=== Brano proposto ===
Vladimir Stoyanov, baritono che a me piace molto perché cantante compostissimo e di buon gusto, non possiede nemmeno lui il tonnellaggio vocale richiesto da Don Carlo, né il registro acuto di oggi gli consente di dar forza al suo personaggio, perchè gli acuti si sono fatti piccoli e indietro. E’ un baritono da Donizetti più che da Verdi. Il suo accento, qualunque cosa canti, è sempre giusto, pertinente, ma la parte di Don Carlo, appesantita anche dalla riapertura del taglio del terzo atto, ha finito per schiacciarlo con l’andare della serata. Ha cantato bene l’aria, con eleganza e senza effettacci di prammatica, poi con la cabaletta le cose si sono fatte più difficili, ed il suo Carlo è andato sbiadendosi nella voce, perdendo anche di forza drammatica.
La signora Mariana Pentcheva, al contrario, ha dalla sua un mezzo naturalmente adattissimo alla parte, ma ormai il tempo si sente. Il registro acuto non gira, ed al centro la voce ha il “buco” tipico dei mezzosoprani usurati. La sua prova ha oscillato tra belle frasi e momenti surreali, un'altalena. Il suo personaggio è parso molto tradizionale, poco elegante, e qualche suonaccio di troppo le è costato una sbuacchiata alla fine del Rataplan che non meritava da parte di chi, dagli altri interpreti, ha tollerato molto.
Meglio che nel Fiesco il signor Scandiuzzi nel ruolo del padre Guardiano, a parte un paio di acuti e la stretta del duetto con Leonora. Ha nascosto con mestiere i propri difetti vocali attuali, ma senza darsi gran pena di avere qualche colore o maggior intenzione musicale nel proprio canto. E bene pure il signor Lepore, che ci guadagna molto dalle tessiture baritonaleggianti. Gli acuti non erano belli, ma la voce suonava più “fuori” e sfogata rispetto a quando canta da basso. Il suo Melitone è risultato simpatico, caricaturale ma con gusto, senza effettaccie di buon volume ( dato che aveva più voce di Scandiuzzi).

=== Esercizi e consegne ===
[1] Trascrivi dal brano il passo compreso tra "Vladimir Stoyanov, baritono" e "di forza drammatica.", estremi inclusi.
[2] Riassumi il brano in due frasi.
[3] Rispondi alle domande sul brano.
(a) Per le opere di quale compositore Stoyanov è più adatto che per Verdi?
(b) Che cosa è costato alla Pentcheva qualche suonaccio di troppo?
(c) Quale personaggio ha interpretato il signor Lepore?

=== Materiale fornito ===
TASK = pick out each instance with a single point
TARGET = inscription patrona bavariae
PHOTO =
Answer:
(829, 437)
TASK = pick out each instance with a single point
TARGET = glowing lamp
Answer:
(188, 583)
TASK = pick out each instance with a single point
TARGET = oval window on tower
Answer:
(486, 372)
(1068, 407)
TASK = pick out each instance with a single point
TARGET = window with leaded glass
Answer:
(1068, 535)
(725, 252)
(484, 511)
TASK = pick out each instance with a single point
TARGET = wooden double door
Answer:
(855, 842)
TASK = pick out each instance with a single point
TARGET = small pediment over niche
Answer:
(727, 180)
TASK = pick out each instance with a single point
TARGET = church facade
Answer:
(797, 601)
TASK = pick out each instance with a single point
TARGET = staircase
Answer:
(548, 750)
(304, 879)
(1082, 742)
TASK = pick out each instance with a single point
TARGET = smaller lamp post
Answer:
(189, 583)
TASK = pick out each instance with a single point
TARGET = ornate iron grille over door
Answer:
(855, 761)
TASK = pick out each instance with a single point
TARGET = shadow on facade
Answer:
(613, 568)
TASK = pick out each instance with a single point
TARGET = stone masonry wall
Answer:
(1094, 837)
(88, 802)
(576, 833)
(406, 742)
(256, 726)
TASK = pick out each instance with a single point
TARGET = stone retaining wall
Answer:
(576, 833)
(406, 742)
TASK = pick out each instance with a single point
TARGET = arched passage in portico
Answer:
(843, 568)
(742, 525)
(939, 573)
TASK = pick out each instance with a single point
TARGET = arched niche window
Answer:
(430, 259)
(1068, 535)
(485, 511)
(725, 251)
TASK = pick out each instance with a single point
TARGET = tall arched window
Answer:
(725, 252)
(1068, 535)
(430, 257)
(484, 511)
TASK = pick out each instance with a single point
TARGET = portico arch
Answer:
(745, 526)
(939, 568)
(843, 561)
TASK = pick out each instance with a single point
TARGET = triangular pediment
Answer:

=== Soluzioni in ordine ===
[1]
Vladimir Stoyanov, baritono che a me piace molto perché cantante compostissimo e di buon gusto, non possiede nemmeno lui il tonnellaggio vocale richiesto da Don Carlo, né il registro acuto di oggi gli consente di dar forza al suo personaggio, perchè gli acuti si sono fatti piccoli e indietro. E’ un baritono da Donizetti più che da Verdi. Il suo accento, qualunque cosa canti, è sempre giusto, pertinente, ma la parte di Don Carlo, appesantita anche dalla riapertura del taglio del terzo atto, ha finito per schiacciarlo con l’andare della serata. Ha cantato bene l’aria, con eleganza e senza effettacci di prammatica, poi con la cabaletta le cose si sono fatte più difficili, ed il suo Carlo è andato sbiadendosi nella voce, perdendo anche di forza drammatica.

[2] Stoyanov, baritono elegante e dall'accento sempre giusto, non ha il peso vocale né gli acuti richiesti da Don Carlo e con l'andare della serata si è sbiadito. La Pentcheva ha un mezzo adatto ma segnato dal tempo e una prova altalenante, Scandiuzzi come padre Guardiano ha nascosto con mestiere i propri difetti, mentre Lepore ha offerto un Melitone simpatico e caricaturale con gusto.

[3]
(a) Donizetti.
(b) Una sbuacchiata alla fine del Rataplan.
(c) Melitone.